— Begin Material provided —
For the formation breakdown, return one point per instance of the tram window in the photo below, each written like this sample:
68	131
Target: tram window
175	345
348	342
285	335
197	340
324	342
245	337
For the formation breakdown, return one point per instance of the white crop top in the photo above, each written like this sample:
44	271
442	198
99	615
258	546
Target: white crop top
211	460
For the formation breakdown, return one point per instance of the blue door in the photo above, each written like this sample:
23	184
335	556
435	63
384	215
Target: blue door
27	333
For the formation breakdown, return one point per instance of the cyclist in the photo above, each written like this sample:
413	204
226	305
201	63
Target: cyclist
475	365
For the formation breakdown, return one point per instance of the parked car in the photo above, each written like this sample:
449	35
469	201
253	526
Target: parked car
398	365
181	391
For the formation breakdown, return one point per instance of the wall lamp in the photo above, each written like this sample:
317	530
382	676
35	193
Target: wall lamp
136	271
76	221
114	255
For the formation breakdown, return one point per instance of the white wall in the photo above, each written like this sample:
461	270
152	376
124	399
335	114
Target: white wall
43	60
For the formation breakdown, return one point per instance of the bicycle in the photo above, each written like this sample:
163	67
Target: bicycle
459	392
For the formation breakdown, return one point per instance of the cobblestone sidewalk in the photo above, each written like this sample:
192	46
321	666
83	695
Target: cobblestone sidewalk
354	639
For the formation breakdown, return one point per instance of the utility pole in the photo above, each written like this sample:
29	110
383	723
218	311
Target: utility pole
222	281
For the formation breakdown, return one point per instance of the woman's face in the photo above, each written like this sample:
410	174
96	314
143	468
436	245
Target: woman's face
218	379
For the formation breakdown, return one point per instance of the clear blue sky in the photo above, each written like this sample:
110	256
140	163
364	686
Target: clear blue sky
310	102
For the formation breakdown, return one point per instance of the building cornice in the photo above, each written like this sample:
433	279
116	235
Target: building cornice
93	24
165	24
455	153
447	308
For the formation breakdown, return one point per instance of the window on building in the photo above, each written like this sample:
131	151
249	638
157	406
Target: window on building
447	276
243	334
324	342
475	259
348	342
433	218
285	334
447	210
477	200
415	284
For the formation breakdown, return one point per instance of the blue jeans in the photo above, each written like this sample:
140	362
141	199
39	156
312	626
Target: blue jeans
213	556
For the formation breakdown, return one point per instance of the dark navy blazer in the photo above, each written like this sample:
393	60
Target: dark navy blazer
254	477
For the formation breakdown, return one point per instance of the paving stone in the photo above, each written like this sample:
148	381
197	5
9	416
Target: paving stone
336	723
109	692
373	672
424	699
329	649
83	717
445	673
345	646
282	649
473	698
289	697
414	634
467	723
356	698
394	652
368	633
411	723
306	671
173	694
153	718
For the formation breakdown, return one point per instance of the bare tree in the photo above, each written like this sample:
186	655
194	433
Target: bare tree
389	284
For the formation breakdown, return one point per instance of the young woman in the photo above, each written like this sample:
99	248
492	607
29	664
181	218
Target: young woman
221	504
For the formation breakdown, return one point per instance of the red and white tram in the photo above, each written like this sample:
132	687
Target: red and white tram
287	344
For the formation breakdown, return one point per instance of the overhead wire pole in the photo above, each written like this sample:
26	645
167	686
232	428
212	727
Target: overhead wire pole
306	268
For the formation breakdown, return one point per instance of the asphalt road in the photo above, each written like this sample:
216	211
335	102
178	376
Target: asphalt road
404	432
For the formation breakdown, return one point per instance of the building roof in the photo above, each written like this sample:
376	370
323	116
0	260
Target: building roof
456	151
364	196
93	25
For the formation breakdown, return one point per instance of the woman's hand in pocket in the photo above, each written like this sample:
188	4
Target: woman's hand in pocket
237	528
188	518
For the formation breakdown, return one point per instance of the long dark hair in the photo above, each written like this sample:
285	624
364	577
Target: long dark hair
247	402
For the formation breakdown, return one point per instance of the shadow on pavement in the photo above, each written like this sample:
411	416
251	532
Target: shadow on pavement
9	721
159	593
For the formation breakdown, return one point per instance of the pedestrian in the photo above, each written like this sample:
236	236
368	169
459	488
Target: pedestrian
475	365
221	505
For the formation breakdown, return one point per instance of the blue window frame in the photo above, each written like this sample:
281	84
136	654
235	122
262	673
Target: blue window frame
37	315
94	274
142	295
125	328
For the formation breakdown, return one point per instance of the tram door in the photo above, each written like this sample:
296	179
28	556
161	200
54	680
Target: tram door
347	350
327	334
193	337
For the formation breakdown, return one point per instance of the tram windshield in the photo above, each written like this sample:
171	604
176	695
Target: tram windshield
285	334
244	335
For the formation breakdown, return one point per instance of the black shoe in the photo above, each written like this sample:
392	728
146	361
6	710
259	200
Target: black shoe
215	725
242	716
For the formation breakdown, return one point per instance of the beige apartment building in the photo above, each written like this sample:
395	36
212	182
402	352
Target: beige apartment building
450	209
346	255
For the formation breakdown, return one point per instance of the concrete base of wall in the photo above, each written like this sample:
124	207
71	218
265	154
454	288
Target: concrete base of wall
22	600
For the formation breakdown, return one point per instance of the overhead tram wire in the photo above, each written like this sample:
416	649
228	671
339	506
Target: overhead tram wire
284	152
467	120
— End Material provided —
Task instructions: Return every line of the listing above without any change.

Written answer:
For the formation breakdown, return one point per instance of the tram window in the photo below, each written like this sample:
68	131
Target: tram window
175	345
348	342
285	335
197	340
324	342
245	337
For the formation breakdown, return one point per instance of the white crop top in the photo above, each written like this sample:
44	271
442	198
99	615
258	546
Target: white crop top
211	460
For the formation breakdown, return one point per instance of the blue door in the photo above, each written like this sample:
23	184
335	556
435	63
384	215
Target: blue door
27	333
For the formation breakdown, return one point per instance of the cyclist in the photo above, each written like this sample:
413	204
226	305
201	63
Target: cyclist
475	365
For the formation breakdown, return one point per instance of the parked car in the photo above, each written like this sample:
449	35
469	201
253	526
Target: parked car
398	365
181	391
For the formation breakdown, return one point per instance of the wall lamp in the photo above, each written like this sample:
317	530
382	676
35	193
Target: wall lamp
136	271
76	221
114	255
For the formation breakdown, return one point per instance of the white wall in the photo above, each written like this sample:
461	270
152	376
124	399
335	114
Target: white wall
43	60
For the formation breakdown, return one point per instance of the bicycle in the photo above, each written like this sample:
163	67
Target: bicycle
459	392
For the formation breakdown, return one point per instance of the cobblestone sidewalk in the photo above, each written like this sample:
192	46
321	666
83	695
Target: cobblestone sidewalk
354	639
For the formation breakdown, return one point per instance of the utility pole in the photo above, each written like this sample:
29	110
383	723
218	311
Target: utility pole
222	281
For the formation breakdown, return one point per instance of the woman's face in the photo above, each written like this sample:
410	174
96	314
143	468
436	245
Target: woman's face
218	379
For the formation breakdown, return one point per instance of the clear blue sky in the photo above, each written like this sample:
110	256
140	163
364	686
Target: clear blue sky
310	102
For the formation breakdown, return one point per instance of the building cornice in the photo above, each written like this sample:
433	279
116	235
Target: building cornice
93	24
165	24
455	153
447	308
For the formation breakdown, return one point per instance of the window on building in the photo above, each written like this sample:
131	151
249	638
157	406
Target: window on building
447	276
243	334
324	342
475	259
348	342
433	218
285	334
447	210
477	200
415	284
For the formation breakdown, return one point per instance of the blue jeans in the photo above, each written like this sample:
140	362
141	199
39	156
312	626
Target: blue jeans
213	556
For the formation breakdown, return one point per instance of the dark navy blazer in the photo above, each written like this sample:
393	60
Target: dark navy blazer
254	477
For the formation breakdown, return one point per instance of the paving stone in the photo above, each written like this sample:
148	381
197	5
9	416
Target: paving stone
336	723
109	692
373	672
424	699
329	649
83	717
445	673
345	646
282	649
473	698
289	697
414	634
467	723
356	698
394	652
368	633
411	723
306	671
173	694
153	718
For the formation breakdown, return one point per instance of the bare tree in the photo above, each written like this sample:
186	655
194	433
Target: bare tree
389	284
For the formation breakdown, return one point per instance of the young woman in the photo above, each written like this sample:
99	248
492	607
29	664
181	218
Target: young woman
221	504
For the formation breakdown, return one point per instance of the red and white tram in the photo above, each written like this sample:
132	687
Target: red and white tram
287	344
For the formation breakdown, return one point per instance of the overhead wire pole in the photo above, each written like this sample:
26	645
167	686
232	428
212	727
Target: overhead wire pole
306	268
For the formation breakdown, return one point per instance of the asphalt road in the photo above, each written like this sample:
216	211
335	102
178	376
Target: asphalt road
404	432
For the formation breakdown, return one point per instance of the building roof in the photo above, each written like this sample:
376	370
323	116
0	260
Target: building roof
456	151
364	196
93	25
For the formation breakdown, return one point per instance of the woman's hand in pocket in the photo above, each written like this sample:
188	4
Target: woman's hand in pocket
237	528
188	518
For the formation breakdown, return one point per instance of the long dark hair in the photo above, each written like this sample:
285	624
364	577
Target: long dark hair
247	402
For the formation breakdown, return one point per instance of the shadow on pavement in the photo above, each written like this sample:
411	416
251	532
Target: shadow on pavement
9	721
159	593
For the formation breakdown, return one point per instance of the pedestrian in the photo above, each written like this sample:
236	236
368	169
459	488
Target: pedestrian
475	365
221	505
For the formation breakdown, return one point per instance of the blue window frame in the photo above, each written like this sample:
281	84
136	654
235	122
262	673
Target: blue window frame
37	315
94	274
142	295
125	328
For the formation breakdown, return one point per instance of the tram door in the photo above, each written like this sample:
296	179
28	556
161	200
54	680
Target: tram door
347	350
327	334
193	337
For the formation breakdown, return one point per instance of the tram windshield in the photo above, each written like this sample:
171	604
176	695
Target: tram windshield
285	334
244	335
For the formation breakdown, return one point per instance of the black shoe in the photo above, each written like this sample:
392	728
146	361
6	710
259	200
Target: black shoe
215	725
242	716
For the formation breakdown, return one point per instance of the beige apartment building in the photo above, each written like this sample:
395	36
212	182
402	352
Target: beige apartment building
450	209
346	255
For the formation breakdown, return one point per instance of the concrete base of wall in the photo above, each written like this sample:
124	207
71	218
265	154
454	288
Target: concrete base of wall
22	600
For the formation breakdown, return one point per instance of the overhead tram wire in the photo above, each written like this sample:
416	649
228	671
339	506
Target: overhead tram wire
284	152
467	120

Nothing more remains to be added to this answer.